» Problem set
1. In the AWS project write-up, recast the paragraph starting "Coming from SQL" as a short bulleted list that keeps its main points.
2. Please update the AWS project write-up from "Do not reference" up to and including "Breakdown (100 Users)", swapping "Precise language" for "Exact language", and return that passage.
3. Answer these questions using the AWS project write-up:
(a) What is the monthly SES cost for 100 users?
(b) By how much did the 2-hour cache reduce Lambda invocations?
(c) Which prompt version introduced the data-only constraint?

» Reading text
Quality: Generates institutional-grade analysis, follows complex prompts precisely, understands financial terminology
Cost: $0.25/1M input tokens, $1.25/1M output tokens. My usage: $0.14/month
Speed: Responds in 2-3 seconds, fast enough for real-time API
The AI Prompt Engineering
Challenge: Data-Only Analysis
I constrained Claude to use ONLY observable price data:
CRITICAL CONSTRAINT: Use ONLY the data provided.
Do not reference any external information, news,
earnings, analyst actions, or events not directly
observable in this price data.
Prompt Refinement
Iterated through 5 versions to achieve:
- Precise language (basis points, not percentages)
- Sector rotation analysis
- Correlation observations (commodities vs equities)
- Technical level identification
- Forward-looking bias assessment
Cost Breakdown (100 Users)
| Service | Monthly Cost | Notes |
|---|---|---|
| Lambda | $0.00 | Within free tier (400K GB-seconds) |
| DynamoDB | $0.09 | 137 MB storage + 165K operations |
| Bedrock | $0.14 | 60 analysis runs/month |
| SES | $0.20 | 3,000 emails (first 1K free) |
| S3 | $0.01 | 25 MB storage |
| CloudFront | $0.00 | Within free tier (1 TB) |
| CloudWatch | $0.06 | Logs and monitoring |
| TOTAL | $0.50 | $0.005 per user |
Scaling Economics
- 1,000 users: $2.50/month ($0.0025/user)
- 10,000 users: $20/month ($0.002/user)
Key insight: Most costs are fixed (data processing). Only email scales linearly.
Lessons Learned
1. Serverless Isn't Always Cheaper
For always-on, high-traffic applications, EC2 can be cheaper. But for scheduled jobs (cron-like), bursty traffic, and low-medium volume APIs, serverless wins on both cost and simplicity.
2. DynamoDB Requires Different Thinking
Coming from SQL: No JOINs (denormalize data), design for access patterns not normalization, use composite keys (ticker + date), leverage GSIs sparingly.
But once you adapt: Blazing fast queries, no connection limits, predictable performance.
3. AI Prompt Engineering > Model Selection
I spent more time refining prompts than choosing models. Claude 3 Haiku (cheapest) produces better results with a good prompt than GPT-4 with a mediocre one.
Prompt iteration:
- v1: Generic "analyze the market" → vague output
- v2: Structured sections → better but robotic
- v3: Data-only constraint → accurate but dry
- v4: Institutional voice → professional but verbose
- v5: Flowing prose + precise metrics → perfect
4. Cache Aggressively
Added 2-hour TTL cache in DynamoDB:
- Reduced Lambda invocations by 80%
- Improved API response time (50ms vs 2s)
- Cost: $0.01/month
5. EventBridge > Cron
EventBridge advantages: Visual workflow in AWS Console, built-in retry logic, dead letter queues, CloudWatch integration, no server to run cron on.

» Given records

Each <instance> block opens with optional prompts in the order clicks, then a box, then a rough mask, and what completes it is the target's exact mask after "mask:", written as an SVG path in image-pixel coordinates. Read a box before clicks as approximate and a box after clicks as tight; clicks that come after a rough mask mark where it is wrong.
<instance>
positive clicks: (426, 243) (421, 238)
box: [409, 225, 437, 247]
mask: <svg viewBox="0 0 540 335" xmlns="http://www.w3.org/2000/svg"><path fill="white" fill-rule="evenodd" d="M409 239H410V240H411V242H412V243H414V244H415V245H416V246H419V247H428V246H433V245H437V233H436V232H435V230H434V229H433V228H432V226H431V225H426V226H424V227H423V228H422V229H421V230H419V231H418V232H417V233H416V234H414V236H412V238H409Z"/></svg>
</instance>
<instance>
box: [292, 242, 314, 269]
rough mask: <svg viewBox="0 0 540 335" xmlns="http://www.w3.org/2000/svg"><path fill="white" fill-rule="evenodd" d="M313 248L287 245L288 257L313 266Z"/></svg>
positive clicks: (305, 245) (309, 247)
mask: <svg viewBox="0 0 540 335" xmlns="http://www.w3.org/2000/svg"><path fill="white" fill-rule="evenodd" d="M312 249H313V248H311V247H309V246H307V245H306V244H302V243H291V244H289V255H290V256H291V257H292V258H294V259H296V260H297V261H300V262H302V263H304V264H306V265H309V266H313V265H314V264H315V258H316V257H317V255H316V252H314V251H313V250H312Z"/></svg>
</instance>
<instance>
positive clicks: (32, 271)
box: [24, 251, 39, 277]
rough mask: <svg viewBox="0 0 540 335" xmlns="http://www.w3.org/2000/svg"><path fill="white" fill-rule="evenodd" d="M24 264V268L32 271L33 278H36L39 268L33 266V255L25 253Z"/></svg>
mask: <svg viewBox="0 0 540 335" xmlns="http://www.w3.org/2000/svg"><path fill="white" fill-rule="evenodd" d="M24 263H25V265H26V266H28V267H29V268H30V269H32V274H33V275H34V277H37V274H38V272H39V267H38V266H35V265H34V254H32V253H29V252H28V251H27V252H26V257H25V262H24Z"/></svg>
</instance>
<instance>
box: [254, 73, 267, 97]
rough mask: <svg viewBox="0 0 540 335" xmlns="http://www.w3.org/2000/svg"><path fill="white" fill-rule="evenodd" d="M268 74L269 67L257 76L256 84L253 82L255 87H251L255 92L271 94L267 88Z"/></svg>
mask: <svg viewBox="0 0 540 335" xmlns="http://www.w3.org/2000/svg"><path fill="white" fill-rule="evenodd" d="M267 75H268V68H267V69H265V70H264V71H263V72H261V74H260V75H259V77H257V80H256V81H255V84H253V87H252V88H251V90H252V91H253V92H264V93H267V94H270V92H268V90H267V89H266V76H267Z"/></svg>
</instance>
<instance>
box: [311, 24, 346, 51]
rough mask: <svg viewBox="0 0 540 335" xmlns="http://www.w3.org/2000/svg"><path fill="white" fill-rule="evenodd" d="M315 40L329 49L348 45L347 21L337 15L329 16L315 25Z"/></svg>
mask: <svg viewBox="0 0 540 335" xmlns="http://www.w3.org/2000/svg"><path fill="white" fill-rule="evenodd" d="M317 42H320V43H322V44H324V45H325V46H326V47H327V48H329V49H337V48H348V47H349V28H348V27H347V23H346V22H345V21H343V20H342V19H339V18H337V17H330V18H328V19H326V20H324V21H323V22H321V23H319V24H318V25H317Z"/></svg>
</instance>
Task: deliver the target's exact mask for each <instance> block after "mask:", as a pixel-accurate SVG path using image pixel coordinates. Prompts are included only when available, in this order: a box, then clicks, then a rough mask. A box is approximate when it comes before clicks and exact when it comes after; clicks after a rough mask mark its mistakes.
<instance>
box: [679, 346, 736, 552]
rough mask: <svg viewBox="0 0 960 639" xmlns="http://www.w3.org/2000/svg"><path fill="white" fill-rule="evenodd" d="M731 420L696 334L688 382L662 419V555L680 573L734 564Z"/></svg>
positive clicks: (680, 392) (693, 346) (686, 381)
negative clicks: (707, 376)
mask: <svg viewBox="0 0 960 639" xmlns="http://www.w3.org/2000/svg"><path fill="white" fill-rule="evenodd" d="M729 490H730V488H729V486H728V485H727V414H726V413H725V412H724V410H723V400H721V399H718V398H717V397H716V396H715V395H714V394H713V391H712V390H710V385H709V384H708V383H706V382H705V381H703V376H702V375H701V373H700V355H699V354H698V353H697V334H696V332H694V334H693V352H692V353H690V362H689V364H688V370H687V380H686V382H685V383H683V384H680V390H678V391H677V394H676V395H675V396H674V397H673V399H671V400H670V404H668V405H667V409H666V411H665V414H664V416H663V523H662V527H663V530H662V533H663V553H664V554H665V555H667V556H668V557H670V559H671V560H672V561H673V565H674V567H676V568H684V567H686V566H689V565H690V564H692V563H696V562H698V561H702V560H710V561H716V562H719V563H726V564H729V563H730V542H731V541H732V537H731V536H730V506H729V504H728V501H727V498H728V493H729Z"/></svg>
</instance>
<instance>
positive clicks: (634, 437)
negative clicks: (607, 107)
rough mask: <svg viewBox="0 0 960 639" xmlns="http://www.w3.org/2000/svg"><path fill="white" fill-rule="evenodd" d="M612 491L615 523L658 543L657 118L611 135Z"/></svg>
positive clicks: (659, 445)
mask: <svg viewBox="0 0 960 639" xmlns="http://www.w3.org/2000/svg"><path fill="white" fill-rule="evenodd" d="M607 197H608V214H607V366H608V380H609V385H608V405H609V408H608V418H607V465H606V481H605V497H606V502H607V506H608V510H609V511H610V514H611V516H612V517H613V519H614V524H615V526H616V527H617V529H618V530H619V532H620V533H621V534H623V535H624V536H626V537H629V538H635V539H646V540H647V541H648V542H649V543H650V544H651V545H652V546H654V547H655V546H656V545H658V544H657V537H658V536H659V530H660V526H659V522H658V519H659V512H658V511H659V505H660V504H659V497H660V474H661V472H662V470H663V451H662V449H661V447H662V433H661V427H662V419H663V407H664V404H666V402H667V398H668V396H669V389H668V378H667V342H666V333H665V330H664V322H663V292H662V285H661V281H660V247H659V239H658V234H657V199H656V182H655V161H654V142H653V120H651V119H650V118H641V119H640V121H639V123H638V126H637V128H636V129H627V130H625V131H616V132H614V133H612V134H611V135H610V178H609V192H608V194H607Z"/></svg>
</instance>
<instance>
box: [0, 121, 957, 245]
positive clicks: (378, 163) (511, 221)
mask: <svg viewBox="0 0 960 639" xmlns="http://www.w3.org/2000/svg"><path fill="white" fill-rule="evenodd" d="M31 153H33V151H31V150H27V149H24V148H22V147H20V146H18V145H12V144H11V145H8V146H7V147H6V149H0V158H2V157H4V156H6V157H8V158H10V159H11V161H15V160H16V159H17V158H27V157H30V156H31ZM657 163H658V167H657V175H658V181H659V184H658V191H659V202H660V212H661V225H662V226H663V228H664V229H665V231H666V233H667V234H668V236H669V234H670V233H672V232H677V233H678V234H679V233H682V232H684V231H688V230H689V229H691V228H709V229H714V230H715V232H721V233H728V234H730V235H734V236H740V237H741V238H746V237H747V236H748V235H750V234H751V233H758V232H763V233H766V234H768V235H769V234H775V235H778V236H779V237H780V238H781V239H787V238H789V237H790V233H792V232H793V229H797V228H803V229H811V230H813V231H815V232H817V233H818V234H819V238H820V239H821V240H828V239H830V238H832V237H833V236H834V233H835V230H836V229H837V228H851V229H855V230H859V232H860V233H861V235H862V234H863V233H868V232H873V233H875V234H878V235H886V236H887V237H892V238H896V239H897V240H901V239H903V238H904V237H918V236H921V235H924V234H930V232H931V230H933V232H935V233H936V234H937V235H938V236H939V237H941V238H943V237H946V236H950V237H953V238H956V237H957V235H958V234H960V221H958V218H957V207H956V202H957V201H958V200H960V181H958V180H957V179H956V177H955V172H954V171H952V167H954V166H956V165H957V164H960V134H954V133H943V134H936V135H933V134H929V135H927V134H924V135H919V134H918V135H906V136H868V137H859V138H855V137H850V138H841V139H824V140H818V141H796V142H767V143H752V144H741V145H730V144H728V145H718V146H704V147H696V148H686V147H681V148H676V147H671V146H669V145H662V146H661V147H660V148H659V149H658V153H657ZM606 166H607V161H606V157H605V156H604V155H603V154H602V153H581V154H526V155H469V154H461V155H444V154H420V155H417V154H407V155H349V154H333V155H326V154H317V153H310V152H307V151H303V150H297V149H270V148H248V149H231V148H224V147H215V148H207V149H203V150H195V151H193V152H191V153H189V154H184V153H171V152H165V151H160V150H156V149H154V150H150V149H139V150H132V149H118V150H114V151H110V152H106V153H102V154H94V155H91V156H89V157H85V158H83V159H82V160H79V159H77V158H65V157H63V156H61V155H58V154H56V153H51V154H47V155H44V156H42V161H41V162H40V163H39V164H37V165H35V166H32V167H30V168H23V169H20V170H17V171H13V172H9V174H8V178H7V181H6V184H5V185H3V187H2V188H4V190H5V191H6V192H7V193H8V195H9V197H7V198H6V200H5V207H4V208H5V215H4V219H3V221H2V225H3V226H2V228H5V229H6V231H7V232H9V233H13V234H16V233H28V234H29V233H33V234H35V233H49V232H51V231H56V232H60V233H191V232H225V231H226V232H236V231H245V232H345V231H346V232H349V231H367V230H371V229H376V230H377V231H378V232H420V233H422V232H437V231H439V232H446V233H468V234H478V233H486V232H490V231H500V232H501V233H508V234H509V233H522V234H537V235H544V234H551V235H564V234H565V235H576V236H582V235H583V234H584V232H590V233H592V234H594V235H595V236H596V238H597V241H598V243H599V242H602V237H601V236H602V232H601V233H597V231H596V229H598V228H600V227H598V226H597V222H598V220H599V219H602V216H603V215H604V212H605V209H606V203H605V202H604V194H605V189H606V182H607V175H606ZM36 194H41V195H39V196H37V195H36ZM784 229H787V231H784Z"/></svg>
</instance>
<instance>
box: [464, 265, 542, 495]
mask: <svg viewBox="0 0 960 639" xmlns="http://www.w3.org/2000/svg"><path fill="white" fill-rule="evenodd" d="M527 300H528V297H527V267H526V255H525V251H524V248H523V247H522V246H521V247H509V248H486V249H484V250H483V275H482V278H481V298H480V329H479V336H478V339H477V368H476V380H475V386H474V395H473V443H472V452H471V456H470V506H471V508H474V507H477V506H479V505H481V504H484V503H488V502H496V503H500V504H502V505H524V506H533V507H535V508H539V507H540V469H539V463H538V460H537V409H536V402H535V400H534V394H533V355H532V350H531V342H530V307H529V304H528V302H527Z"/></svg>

» Answers by item number
1.
Coming from SQL, DynamoDB calls for these changes:
- No JOINs; denormalize the data
- Design for access patterns, not normalization
- Use composite keys (ticker + date)
- Use GSIs sparingly

2.
Do not reference any external information, news,
earnings, analyst actions, or events not directly
observable in this price data.
Prompt Refinement
Iterated through 5 versions to achieve:
- Exact language (basis points, not percentages)
- Sector rotation analysis
- Correlation observations (commodities vs equities)
- Technical level identification
- Forward-looking bias assessment
Cost Breakdown (100 Users)

3.
(a) $0.20
(b) 80%
(c) v3